──────── Data supplied ────────

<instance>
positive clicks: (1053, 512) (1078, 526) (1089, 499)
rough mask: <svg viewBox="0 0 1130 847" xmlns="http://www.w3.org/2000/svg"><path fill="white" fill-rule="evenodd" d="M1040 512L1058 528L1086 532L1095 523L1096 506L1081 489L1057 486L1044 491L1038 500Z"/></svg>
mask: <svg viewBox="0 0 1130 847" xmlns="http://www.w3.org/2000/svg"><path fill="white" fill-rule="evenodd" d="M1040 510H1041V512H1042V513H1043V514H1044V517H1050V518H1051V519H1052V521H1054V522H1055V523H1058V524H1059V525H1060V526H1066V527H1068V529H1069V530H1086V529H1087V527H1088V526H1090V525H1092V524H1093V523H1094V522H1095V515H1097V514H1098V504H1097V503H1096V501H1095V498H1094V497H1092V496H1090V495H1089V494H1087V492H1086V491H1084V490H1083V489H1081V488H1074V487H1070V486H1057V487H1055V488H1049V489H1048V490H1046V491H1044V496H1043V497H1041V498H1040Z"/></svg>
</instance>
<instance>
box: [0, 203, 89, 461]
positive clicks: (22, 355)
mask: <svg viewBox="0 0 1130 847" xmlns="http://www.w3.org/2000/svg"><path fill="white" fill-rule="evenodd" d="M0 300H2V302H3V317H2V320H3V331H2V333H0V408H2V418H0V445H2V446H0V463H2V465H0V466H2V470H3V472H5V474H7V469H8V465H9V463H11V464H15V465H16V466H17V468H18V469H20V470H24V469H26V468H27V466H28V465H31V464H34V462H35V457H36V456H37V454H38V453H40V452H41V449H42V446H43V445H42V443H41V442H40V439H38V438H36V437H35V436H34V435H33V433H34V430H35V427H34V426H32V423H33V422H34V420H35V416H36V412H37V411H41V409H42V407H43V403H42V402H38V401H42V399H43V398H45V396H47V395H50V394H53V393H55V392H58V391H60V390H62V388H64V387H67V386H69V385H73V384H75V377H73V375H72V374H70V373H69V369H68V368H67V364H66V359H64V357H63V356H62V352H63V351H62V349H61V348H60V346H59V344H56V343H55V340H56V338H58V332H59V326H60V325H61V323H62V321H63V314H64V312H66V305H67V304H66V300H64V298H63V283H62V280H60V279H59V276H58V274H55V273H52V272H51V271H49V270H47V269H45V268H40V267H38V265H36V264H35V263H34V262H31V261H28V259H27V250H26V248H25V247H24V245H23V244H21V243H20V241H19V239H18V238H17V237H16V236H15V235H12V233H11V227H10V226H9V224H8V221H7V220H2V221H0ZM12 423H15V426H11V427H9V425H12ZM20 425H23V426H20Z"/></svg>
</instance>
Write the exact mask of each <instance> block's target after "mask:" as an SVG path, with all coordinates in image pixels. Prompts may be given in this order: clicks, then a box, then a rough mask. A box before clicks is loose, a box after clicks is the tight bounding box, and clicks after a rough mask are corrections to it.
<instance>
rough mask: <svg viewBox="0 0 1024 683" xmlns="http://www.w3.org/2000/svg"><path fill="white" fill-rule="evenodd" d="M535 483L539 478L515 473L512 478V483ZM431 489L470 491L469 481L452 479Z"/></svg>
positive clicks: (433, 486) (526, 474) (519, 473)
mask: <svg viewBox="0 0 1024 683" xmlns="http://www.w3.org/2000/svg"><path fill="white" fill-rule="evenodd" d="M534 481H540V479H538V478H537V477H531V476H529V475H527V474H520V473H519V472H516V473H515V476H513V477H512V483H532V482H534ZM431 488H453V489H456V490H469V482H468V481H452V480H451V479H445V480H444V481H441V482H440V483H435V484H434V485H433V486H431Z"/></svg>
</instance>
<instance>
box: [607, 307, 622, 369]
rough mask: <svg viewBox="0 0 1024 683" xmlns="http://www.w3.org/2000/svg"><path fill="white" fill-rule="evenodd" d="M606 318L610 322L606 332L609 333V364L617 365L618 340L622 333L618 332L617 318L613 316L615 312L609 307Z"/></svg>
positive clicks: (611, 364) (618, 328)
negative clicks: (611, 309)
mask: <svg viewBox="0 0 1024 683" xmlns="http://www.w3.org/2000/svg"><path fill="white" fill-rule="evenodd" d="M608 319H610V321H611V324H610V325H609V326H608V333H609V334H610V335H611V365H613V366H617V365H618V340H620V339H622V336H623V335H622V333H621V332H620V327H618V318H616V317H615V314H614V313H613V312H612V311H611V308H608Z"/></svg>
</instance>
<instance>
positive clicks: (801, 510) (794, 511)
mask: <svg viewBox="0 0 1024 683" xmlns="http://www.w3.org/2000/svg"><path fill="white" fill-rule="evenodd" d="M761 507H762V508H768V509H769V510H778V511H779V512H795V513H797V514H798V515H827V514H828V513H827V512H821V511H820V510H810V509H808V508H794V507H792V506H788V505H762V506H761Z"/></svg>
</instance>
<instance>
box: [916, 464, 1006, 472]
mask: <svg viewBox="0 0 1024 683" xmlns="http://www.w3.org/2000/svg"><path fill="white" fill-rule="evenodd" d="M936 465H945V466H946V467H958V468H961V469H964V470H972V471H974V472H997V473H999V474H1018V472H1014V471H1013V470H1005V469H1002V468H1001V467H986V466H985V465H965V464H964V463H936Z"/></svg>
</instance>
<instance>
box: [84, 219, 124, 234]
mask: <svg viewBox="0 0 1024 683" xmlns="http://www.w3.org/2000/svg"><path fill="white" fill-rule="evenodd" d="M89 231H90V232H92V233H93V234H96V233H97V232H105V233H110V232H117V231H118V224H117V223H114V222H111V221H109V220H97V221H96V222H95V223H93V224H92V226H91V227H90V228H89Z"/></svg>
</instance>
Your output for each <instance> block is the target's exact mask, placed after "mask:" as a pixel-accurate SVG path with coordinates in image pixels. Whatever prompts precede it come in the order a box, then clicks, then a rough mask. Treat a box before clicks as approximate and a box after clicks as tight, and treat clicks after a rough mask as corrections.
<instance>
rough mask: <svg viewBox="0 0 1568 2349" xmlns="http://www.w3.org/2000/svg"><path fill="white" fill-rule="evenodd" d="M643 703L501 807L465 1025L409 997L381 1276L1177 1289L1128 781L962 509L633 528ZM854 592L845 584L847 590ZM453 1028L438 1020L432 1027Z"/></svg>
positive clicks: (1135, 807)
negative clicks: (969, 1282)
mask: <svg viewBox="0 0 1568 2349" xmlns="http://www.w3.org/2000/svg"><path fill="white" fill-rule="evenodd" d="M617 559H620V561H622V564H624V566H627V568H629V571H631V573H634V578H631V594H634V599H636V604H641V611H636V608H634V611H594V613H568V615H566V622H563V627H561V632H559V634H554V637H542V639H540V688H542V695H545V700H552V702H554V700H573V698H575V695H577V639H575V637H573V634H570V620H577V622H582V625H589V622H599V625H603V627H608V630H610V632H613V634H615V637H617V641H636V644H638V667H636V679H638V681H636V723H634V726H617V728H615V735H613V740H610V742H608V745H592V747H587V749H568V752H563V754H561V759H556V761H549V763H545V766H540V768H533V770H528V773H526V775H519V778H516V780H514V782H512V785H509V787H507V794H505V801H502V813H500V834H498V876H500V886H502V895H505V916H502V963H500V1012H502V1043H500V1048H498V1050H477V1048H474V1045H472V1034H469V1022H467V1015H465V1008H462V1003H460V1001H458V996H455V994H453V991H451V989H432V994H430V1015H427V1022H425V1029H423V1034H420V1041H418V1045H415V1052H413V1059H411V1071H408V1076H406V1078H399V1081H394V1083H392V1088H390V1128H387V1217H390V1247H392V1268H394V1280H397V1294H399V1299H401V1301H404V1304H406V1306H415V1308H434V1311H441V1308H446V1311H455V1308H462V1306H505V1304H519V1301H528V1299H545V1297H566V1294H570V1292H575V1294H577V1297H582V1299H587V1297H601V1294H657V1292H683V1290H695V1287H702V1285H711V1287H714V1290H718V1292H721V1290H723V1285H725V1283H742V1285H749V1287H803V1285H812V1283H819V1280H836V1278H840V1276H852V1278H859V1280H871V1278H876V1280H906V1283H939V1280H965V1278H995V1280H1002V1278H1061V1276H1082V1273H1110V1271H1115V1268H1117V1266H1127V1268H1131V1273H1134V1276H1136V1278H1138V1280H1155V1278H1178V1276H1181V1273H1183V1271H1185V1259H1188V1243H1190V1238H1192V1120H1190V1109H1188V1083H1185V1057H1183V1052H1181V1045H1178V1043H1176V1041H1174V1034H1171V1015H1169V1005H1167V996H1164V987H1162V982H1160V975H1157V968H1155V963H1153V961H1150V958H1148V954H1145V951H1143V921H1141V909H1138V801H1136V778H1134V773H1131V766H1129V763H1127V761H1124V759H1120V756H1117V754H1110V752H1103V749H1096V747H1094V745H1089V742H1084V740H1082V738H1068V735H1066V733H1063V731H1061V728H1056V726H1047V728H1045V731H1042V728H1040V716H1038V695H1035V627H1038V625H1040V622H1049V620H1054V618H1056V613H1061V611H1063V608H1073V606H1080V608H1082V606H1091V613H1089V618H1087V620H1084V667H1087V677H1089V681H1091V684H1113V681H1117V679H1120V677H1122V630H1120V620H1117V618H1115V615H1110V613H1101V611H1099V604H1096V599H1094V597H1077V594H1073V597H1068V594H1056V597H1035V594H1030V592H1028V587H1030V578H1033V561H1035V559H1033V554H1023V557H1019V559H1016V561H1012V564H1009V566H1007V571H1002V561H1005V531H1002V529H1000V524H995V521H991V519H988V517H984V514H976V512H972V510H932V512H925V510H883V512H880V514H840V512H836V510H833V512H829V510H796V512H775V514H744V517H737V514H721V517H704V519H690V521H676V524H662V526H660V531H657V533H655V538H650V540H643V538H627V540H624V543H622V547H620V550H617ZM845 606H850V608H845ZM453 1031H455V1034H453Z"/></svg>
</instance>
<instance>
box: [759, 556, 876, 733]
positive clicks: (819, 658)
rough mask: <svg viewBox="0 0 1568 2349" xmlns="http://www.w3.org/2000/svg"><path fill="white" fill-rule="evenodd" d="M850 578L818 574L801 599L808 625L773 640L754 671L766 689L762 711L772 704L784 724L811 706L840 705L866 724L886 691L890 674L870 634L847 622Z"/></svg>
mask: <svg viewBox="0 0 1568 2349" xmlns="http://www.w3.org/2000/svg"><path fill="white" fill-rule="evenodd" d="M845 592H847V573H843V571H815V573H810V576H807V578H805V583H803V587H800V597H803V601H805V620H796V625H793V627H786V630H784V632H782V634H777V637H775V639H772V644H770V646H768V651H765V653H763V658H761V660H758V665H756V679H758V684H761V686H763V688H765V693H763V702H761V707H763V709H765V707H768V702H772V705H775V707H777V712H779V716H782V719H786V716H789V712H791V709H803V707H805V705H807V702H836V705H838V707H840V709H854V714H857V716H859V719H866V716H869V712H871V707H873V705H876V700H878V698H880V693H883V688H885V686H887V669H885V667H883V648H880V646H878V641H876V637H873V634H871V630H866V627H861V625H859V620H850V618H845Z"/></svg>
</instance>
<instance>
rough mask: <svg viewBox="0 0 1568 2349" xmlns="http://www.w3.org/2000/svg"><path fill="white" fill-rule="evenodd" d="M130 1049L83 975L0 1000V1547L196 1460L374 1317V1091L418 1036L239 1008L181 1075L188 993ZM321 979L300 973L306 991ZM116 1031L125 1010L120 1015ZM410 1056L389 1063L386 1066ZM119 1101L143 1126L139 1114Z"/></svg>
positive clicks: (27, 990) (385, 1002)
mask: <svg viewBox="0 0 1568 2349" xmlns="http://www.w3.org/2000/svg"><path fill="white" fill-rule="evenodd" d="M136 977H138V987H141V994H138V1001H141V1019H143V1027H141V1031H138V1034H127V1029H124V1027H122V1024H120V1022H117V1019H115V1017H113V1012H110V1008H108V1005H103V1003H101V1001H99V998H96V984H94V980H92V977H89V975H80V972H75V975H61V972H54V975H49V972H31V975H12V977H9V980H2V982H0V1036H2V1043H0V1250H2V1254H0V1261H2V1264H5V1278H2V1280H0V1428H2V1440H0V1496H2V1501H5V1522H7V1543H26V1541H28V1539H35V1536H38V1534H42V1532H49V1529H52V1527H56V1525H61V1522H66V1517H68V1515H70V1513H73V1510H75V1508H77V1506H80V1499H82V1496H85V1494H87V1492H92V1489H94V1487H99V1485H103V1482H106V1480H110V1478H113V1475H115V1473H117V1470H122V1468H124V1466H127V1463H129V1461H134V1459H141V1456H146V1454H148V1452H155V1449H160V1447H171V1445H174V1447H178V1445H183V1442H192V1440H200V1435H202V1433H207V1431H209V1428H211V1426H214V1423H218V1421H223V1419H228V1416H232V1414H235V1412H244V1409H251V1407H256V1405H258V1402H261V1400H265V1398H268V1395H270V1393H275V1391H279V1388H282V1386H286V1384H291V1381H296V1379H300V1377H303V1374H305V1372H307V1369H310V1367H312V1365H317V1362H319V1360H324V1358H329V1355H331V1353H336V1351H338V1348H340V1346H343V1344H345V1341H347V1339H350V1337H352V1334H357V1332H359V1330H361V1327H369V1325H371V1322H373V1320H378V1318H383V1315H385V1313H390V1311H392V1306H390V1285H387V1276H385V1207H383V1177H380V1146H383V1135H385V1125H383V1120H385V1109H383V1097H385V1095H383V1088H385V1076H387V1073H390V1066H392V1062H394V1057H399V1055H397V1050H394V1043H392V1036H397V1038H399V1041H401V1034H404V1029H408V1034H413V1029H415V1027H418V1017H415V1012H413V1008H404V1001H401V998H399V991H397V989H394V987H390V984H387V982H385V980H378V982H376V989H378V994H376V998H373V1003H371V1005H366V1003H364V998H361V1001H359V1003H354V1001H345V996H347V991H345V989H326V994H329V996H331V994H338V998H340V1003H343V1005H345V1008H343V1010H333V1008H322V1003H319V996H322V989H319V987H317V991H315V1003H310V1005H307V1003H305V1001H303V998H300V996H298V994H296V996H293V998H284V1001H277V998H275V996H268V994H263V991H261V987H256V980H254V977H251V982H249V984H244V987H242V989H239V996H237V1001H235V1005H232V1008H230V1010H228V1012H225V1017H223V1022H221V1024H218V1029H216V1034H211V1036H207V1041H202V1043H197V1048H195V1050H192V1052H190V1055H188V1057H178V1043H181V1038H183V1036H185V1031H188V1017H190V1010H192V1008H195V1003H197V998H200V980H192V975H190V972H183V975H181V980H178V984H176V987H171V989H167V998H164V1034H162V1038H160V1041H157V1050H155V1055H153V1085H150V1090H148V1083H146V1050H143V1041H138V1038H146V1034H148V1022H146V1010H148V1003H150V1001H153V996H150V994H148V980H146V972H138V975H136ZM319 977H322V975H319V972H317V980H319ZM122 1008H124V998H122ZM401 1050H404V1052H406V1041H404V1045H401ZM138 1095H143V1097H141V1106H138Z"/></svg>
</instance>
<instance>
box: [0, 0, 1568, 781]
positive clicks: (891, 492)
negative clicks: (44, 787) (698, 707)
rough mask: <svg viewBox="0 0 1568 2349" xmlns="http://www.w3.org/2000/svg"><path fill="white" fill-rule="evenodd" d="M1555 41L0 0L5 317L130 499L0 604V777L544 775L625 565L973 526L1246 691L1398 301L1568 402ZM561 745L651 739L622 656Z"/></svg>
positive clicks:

────────

- Exercise brief
Quote the listing above exactly as it appears, from its first line down through the line containing "512L1058 528L1086 532L1095".

- The completed task
<instance>
positive clicks: (1053, 512) (1078, 526) (1089, 499)
rough mask: <svg viewBox="0 0 1130 847" xmlns="http://www.w3.org/2000/svg"><path fill="white" fill-rule="evenodd" d="M1040 512L1058 528L1086 532L1095 523L1096 506L1081 489L1057 486L1044 491L1038 500Z"/></svg>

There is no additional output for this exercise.